Retype the stretch of the wearable translator specifications from "-- Dan Hayes" through "can communicate?", keeping every word and mark unchanged.

▶ Extracted text:
%%
Wearable translator specifications
Jani Patokallio, University of Tokyo
Thought of the day:
"Until we can offer some alternative to the anachronistic technologies we are using today to interact with computers (keyboards? mice? not exactly intuitive for Joe Sixpack are
they?) extending the domain for computers is going to fail. "
-- Dan Hayes
The four directions of translation
The answer to the question: You're a tourist or businessman
in a far-away land. What should your magic box do so you
can communicate?
|
native |
foreign |
| speech |
--> |
<-- |
| writing |
--> |
<-- |
Native to foreign speech
Input: User's speech in native language
Output: Speech/writing in foreign language
Tech Reqs:
- Input device (microphone, single-user)
- Output device (speaker, plug or video)
- One-user speech recognition
- N-to-F translation engine
- Speech synthesis of output
- and/or written output to video/screen
Feasibility: May actually be usable in optimal situations
Foreign to native speech
Input: Random speech in foreign language
Output: Speech/writing in native language
Tech Reqs:
- Input device (directional microphone/input jack)
%%
▶ Collected material:
%%
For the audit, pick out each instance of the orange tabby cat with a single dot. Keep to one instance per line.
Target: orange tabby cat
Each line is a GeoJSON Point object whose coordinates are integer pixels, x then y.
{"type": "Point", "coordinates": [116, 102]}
%%
▶ Result below:
-- Dan Hayes
The four directions of translation
The answer to the question: You're a tourist or businessman
in a far-away land. What should your magic box do so you
can communicate?